**Exercise objective**
Word for word, transcribe the lines from the one containing "target: blue backdrop panel" through the end of the entries, both included, and nothing else.

Picture annotation records:
((
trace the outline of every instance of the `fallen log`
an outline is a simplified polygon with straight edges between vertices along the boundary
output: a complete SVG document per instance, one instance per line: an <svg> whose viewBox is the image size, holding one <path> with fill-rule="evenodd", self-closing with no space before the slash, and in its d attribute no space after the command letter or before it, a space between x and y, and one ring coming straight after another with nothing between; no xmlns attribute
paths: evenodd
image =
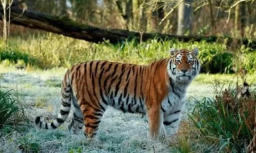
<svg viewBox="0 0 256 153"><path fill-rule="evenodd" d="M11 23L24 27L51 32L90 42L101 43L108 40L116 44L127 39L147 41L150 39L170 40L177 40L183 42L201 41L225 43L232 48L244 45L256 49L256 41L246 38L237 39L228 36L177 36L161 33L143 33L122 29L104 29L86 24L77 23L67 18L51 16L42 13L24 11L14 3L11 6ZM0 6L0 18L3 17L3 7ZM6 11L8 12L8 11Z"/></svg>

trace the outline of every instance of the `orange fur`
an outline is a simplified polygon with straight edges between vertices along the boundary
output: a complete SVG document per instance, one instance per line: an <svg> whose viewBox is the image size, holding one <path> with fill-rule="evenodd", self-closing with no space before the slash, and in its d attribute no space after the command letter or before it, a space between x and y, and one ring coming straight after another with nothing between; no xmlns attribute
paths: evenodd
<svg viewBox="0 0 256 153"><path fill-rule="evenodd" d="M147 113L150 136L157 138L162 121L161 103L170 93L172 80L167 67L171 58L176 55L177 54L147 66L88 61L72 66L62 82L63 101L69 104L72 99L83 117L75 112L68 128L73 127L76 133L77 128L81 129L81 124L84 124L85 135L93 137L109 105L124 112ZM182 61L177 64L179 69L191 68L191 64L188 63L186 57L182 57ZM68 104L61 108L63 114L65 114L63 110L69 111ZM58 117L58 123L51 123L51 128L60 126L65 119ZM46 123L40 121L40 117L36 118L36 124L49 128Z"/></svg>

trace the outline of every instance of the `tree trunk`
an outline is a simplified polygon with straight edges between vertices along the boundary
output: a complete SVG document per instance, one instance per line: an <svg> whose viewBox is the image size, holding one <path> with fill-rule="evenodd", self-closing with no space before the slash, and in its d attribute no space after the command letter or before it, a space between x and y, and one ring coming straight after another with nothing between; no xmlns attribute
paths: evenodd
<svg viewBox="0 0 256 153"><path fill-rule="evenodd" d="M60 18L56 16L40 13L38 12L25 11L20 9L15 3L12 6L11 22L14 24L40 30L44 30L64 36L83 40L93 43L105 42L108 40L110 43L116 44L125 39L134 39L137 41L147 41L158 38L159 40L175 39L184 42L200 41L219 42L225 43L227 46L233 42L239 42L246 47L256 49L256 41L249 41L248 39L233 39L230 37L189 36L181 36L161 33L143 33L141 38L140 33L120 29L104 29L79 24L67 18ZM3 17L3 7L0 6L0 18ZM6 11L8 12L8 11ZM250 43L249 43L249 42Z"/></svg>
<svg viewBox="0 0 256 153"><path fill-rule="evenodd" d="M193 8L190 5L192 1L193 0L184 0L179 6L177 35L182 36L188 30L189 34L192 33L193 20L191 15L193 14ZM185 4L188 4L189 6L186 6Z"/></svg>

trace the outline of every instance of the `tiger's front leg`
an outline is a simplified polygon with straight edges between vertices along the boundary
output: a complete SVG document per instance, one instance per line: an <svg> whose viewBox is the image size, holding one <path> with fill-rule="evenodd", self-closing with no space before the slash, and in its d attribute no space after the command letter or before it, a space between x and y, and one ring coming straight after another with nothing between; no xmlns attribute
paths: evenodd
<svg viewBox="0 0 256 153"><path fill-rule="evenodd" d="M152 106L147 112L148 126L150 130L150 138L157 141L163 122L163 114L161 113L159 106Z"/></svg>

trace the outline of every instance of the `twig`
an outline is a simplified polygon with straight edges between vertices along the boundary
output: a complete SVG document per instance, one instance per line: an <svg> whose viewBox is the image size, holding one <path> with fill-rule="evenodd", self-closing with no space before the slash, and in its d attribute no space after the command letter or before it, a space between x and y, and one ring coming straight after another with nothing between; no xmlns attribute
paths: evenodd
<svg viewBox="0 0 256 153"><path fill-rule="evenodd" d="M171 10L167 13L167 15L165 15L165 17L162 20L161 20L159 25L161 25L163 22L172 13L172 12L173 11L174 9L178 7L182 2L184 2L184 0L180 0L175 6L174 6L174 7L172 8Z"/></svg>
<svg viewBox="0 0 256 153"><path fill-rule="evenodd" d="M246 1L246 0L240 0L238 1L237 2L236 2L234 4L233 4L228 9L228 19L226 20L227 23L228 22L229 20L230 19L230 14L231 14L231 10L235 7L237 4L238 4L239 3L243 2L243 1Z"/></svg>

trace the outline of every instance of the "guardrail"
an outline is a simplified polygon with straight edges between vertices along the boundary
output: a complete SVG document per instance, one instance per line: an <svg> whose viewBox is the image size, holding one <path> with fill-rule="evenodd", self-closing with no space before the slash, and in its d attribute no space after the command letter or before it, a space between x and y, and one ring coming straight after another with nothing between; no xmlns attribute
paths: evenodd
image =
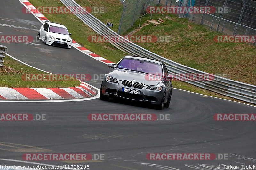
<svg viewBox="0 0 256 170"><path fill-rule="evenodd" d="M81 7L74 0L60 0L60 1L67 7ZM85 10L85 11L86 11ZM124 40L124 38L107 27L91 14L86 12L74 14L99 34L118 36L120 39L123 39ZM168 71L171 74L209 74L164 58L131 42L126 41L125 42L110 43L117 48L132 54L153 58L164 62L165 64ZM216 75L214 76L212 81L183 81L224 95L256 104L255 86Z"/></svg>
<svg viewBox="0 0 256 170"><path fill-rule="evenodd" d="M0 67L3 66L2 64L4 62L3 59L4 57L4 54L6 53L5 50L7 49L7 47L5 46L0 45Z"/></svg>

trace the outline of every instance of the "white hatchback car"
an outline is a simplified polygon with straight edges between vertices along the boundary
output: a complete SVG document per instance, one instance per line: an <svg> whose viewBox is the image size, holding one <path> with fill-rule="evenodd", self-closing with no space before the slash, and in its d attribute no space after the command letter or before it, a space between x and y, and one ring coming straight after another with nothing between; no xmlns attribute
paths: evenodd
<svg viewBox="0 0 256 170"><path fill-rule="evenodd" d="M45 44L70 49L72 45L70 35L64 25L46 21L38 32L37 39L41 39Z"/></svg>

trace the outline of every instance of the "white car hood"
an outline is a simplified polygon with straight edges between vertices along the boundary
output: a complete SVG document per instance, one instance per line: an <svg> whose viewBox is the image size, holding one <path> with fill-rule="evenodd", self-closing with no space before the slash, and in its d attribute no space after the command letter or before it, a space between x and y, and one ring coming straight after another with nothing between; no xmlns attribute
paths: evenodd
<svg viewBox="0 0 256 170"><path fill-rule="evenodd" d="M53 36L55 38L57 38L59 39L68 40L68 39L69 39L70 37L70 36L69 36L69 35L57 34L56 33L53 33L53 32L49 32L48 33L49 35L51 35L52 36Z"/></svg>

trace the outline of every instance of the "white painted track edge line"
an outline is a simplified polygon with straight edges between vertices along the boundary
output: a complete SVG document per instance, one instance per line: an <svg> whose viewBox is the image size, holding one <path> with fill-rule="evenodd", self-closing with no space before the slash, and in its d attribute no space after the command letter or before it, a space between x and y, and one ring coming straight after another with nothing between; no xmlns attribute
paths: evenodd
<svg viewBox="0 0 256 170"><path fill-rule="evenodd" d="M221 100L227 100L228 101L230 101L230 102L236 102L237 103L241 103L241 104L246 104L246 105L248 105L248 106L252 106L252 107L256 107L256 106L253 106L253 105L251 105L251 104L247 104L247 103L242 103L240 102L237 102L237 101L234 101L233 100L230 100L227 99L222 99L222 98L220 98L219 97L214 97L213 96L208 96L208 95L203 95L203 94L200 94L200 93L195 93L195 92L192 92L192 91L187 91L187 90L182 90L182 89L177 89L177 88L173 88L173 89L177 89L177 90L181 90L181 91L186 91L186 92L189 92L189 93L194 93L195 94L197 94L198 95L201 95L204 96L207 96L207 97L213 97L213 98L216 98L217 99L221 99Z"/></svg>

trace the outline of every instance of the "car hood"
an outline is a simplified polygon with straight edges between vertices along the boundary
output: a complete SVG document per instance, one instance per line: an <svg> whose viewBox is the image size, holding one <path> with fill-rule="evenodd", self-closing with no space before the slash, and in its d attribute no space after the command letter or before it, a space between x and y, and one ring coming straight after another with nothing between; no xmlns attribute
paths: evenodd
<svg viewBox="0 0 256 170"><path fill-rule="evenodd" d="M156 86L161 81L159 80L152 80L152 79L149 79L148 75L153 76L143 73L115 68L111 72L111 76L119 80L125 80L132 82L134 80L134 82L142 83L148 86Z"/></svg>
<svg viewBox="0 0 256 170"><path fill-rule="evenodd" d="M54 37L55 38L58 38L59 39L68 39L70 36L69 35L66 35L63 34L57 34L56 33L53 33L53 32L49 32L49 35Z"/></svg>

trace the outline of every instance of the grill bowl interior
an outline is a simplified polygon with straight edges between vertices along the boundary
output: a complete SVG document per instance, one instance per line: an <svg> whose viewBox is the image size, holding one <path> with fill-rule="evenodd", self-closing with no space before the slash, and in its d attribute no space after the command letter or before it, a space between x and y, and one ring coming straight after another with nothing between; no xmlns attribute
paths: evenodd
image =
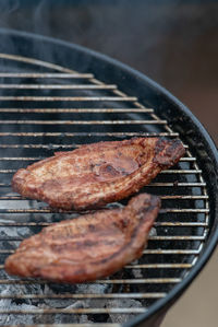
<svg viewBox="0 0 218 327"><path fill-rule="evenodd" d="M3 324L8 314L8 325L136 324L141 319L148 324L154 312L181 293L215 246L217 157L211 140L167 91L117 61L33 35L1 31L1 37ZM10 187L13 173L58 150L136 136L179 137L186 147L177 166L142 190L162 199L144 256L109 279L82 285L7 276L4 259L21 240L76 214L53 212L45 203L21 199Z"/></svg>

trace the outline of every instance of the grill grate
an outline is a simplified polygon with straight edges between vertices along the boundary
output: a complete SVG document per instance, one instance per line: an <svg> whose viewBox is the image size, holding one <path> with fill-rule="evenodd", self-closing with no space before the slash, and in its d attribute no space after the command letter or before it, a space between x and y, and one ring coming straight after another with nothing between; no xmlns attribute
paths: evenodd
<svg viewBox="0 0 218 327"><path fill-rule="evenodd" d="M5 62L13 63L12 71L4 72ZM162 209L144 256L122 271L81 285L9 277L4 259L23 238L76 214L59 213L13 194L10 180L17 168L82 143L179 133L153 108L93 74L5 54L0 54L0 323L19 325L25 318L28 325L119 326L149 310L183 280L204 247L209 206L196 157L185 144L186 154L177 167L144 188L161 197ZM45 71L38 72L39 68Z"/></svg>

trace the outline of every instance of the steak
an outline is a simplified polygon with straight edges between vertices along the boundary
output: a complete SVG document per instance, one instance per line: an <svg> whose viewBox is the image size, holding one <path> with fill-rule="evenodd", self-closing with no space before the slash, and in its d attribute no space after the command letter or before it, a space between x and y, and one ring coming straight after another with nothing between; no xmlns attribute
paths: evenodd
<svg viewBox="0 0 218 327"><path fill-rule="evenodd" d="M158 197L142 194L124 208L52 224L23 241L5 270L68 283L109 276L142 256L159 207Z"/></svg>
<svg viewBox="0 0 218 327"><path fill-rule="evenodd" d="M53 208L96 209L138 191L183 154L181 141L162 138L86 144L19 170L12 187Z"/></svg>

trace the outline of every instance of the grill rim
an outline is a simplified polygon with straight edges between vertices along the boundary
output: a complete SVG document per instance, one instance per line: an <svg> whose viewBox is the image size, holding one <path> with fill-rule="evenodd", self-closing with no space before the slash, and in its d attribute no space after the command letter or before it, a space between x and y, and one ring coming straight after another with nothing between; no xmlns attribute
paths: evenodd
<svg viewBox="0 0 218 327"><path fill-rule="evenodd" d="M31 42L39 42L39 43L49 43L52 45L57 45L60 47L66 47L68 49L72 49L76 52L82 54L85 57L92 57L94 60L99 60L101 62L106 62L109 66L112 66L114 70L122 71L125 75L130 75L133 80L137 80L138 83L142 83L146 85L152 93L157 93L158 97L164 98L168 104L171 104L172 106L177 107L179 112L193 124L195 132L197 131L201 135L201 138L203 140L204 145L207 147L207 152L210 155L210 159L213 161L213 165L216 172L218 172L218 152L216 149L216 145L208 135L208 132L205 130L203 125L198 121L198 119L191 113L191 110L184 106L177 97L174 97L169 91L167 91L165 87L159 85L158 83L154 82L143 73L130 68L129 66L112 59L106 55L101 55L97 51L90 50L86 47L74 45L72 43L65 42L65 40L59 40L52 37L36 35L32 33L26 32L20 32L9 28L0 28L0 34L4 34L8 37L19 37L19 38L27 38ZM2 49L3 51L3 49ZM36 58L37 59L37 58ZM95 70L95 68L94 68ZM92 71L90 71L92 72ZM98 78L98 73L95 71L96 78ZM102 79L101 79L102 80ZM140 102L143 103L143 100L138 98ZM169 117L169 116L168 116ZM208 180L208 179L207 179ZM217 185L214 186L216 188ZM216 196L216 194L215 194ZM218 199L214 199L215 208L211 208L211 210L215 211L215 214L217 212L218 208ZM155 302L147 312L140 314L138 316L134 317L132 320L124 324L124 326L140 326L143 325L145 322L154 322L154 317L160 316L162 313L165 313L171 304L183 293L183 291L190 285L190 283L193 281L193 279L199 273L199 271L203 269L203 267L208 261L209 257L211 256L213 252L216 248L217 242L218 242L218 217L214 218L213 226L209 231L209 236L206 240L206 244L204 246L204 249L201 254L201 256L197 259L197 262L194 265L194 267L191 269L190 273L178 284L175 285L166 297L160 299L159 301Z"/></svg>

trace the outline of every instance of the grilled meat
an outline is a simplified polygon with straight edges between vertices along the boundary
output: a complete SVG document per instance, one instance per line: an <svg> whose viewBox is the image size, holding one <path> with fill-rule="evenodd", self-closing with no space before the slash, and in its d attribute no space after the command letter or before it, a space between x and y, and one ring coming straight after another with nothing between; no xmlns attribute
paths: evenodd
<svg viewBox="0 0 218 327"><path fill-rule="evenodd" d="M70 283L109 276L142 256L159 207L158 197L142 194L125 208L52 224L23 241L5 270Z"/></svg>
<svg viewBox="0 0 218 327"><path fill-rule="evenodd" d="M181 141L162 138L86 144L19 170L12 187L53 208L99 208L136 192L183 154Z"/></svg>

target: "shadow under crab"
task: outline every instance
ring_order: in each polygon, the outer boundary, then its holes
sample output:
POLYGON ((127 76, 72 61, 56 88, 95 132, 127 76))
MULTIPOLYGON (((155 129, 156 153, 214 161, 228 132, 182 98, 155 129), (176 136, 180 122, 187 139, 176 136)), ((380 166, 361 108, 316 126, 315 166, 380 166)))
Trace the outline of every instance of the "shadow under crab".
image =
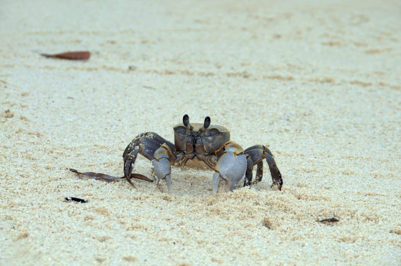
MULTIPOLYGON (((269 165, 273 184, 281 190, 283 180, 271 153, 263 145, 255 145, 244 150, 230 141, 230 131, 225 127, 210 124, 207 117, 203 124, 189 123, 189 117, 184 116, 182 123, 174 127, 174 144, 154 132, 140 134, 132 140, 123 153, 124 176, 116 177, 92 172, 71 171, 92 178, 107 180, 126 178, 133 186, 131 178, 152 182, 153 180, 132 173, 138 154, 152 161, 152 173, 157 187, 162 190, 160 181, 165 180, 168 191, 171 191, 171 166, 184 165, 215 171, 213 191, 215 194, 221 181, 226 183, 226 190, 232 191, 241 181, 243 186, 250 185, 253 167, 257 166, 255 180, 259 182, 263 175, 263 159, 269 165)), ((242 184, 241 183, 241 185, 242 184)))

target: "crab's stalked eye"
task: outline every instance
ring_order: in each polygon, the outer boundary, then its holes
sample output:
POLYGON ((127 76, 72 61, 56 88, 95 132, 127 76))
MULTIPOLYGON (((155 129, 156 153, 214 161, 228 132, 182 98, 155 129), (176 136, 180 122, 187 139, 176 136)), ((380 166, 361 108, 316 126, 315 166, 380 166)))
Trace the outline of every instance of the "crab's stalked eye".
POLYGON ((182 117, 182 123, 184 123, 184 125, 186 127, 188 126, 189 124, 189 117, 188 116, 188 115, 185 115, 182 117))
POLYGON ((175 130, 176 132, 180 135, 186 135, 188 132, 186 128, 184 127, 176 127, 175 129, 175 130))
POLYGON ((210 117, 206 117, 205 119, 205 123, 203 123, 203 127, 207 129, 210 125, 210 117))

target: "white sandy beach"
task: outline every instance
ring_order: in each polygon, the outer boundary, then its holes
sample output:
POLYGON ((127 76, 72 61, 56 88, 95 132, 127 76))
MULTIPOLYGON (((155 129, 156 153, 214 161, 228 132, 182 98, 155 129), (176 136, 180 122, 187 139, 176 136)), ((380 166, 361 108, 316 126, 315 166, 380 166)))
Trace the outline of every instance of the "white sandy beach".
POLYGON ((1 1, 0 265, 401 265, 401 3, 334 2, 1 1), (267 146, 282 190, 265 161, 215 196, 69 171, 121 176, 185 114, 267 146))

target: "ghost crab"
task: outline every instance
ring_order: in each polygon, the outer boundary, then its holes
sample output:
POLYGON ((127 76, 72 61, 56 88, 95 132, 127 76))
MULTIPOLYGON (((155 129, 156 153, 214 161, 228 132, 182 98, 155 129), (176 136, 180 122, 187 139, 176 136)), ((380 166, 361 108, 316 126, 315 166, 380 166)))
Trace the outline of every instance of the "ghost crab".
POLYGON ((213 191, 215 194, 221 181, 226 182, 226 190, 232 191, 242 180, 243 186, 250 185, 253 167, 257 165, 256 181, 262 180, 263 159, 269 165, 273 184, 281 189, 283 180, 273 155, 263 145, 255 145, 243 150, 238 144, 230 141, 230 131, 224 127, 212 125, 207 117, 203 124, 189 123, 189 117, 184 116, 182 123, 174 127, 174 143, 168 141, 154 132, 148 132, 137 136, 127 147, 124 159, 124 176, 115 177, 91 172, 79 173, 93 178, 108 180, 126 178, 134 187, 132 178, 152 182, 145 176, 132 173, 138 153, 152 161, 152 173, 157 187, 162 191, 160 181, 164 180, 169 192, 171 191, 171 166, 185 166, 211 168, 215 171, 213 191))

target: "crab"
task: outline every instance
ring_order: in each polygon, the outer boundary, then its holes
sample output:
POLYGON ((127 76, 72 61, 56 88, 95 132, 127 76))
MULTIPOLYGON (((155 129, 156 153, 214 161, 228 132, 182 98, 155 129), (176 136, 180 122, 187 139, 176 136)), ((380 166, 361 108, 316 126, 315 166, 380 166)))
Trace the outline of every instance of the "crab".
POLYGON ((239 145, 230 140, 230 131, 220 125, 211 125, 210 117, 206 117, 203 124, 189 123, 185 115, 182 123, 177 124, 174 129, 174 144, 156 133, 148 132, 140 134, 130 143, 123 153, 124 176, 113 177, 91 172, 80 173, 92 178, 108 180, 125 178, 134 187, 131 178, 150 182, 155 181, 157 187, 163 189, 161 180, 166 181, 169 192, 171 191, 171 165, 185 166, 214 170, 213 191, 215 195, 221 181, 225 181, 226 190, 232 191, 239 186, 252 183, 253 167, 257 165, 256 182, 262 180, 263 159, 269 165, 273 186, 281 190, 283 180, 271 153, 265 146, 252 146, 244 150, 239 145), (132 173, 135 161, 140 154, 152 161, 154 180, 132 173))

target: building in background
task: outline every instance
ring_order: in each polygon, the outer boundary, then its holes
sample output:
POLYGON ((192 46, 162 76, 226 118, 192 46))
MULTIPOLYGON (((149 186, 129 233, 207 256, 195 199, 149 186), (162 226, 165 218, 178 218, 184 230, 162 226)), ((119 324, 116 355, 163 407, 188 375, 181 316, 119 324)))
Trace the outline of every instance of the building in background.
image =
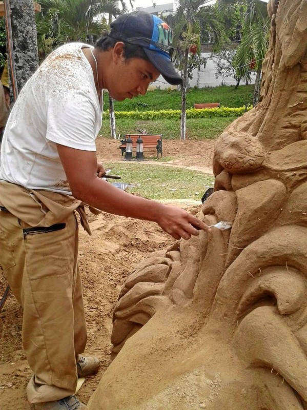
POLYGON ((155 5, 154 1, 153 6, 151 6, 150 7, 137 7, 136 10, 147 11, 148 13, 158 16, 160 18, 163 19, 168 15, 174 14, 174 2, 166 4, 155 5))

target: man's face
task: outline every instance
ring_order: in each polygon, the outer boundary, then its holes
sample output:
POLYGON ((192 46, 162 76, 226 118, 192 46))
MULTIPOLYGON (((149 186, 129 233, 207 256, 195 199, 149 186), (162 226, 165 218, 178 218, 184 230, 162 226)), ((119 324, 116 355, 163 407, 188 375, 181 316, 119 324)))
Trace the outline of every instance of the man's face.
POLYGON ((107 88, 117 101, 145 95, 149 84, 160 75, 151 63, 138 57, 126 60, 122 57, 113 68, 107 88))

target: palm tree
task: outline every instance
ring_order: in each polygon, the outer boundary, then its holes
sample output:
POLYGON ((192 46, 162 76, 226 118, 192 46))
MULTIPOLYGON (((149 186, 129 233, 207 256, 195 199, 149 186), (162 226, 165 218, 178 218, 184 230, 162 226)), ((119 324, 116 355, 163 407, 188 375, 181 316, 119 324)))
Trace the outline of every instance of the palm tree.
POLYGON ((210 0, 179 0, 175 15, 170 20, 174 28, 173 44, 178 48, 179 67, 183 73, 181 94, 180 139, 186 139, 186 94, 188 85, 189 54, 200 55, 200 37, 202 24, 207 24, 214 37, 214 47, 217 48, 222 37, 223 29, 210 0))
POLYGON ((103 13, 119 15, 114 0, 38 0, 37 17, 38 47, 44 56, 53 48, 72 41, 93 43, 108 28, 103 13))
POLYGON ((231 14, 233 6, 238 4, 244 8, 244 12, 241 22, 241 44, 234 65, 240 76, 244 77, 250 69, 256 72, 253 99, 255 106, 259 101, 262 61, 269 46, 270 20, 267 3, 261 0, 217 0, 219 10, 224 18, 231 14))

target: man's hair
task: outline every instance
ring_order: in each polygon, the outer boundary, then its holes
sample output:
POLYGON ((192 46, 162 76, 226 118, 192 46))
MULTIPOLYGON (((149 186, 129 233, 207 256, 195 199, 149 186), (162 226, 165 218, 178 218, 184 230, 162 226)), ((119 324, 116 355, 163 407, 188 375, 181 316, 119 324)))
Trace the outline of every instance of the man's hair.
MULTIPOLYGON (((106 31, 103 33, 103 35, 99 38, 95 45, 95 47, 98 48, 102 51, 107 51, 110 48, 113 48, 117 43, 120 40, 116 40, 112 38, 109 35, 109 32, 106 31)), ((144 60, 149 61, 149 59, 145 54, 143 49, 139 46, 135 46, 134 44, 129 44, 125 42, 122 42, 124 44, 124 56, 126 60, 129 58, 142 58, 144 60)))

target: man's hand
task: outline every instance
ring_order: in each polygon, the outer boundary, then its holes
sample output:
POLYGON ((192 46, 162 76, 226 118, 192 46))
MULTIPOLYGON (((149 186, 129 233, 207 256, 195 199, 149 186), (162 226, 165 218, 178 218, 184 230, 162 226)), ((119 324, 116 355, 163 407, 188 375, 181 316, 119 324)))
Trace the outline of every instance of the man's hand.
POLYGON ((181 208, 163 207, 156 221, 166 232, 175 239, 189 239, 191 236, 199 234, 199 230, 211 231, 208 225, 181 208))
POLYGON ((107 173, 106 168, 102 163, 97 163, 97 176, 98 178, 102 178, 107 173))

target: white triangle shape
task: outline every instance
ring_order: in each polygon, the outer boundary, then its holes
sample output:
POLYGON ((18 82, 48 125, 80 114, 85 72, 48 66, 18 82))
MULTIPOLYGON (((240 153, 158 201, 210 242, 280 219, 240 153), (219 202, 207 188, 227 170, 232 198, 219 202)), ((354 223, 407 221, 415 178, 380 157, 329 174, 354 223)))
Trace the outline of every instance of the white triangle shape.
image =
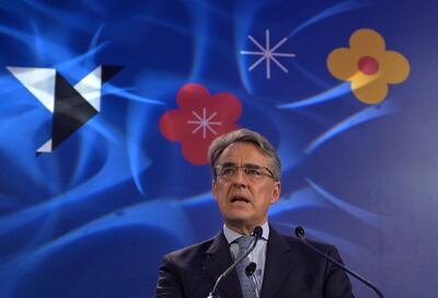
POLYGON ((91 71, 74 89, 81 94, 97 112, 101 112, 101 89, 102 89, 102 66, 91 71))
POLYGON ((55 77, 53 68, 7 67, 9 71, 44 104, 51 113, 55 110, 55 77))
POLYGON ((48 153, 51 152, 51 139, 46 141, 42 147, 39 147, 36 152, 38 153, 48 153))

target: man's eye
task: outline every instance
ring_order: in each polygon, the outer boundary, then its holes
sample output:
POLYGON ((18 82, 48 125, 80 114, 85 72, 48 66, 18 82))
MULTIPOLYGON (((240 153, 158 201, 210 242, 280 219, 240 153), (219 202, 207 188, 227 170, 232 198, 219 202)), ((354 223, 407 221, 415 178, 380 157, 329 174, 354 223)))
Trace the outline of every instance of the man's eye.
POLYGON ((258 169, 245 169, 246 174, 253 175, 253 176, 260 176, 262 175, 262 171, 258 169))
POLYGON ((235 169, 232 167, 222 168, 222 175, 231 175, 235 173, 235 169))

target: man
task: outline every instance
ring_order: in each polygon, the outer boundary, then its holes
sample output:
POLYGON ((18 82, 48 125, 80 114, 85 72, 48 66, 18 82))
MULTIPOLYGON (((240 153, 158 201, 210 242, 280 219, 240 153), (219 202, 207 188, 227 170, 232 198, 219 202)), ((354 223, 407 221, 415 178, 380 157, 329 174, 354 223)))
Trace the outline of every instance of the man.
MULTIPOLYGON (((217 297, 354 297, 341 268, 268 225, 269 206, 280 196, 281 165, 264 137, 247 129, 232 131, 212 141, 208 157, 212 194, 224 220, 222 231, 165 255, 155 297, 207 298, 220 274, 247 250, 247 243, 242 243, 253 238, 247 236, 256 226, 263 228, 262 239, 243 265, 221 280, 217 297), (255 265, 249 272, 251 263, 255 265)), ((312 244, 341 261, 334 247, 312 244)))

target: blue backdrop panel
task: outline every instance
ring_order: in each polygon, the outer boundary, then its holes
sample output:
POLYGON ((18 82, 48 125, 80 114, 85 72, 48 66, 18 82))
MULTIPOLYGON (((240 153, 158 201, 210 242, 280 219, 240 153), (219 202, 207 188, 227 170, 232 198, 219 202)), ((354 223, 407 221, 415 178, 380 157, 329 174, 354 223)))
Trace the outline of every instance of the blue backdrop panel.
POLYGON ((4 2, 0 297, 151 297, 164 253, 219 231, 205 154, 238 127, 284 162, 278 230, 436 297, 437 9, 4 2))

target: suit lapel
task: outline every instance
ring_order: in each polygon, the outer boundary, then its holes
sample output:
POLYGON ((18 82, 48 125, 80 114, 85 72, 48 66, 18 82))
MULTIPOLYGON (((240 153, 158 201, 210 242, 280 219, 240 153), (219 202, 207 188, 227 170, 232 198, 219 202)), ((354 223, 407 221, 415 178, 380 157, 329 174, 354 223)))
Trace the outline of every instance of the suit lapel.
))
**Solved problem**
target: blue backdrop panel
task: outline every instance
ring_order: in each polygon, the outer boundary, then its holes
sample output:
POLYGON ((18 82, 48 125, 80 114, 85 72, 48 66, 18 82))
MULTIPOLYGON (((240 153, 158 201, 210 242, 280 219, 240 153), (219 202, 207 188, 227 170, 232 198, 219 202)), ((354 223, 407 221, 415 178, 380 157, 329 174, 354 223)))
Trace the outline of every instance of the blue backdrop panel.
POLYGON ((4 2, 0 297, 151 297, 164 253, 219 231, 205 154, 238 127, 284 162, 278 230, 436 297, 437 9, 4 2))

target: suit lapel
task: outline every instance
ring_order: in each polygon, the outer boundary, then its holes
sample output:
POLYGON ((18 82, 48 125, 80 114, 85 72, 48 66, 18 82))
MULTIPOLYGON (((240 153, 158 201, 210 242, 280 219, 240 153), (219 202, 207 188, 227 170, 232 198, 219 202)), ((354 223, 407 221, 415 178, 380 157, 329 174, 354 223)))
Trace the outline of every instance of the suit lapel.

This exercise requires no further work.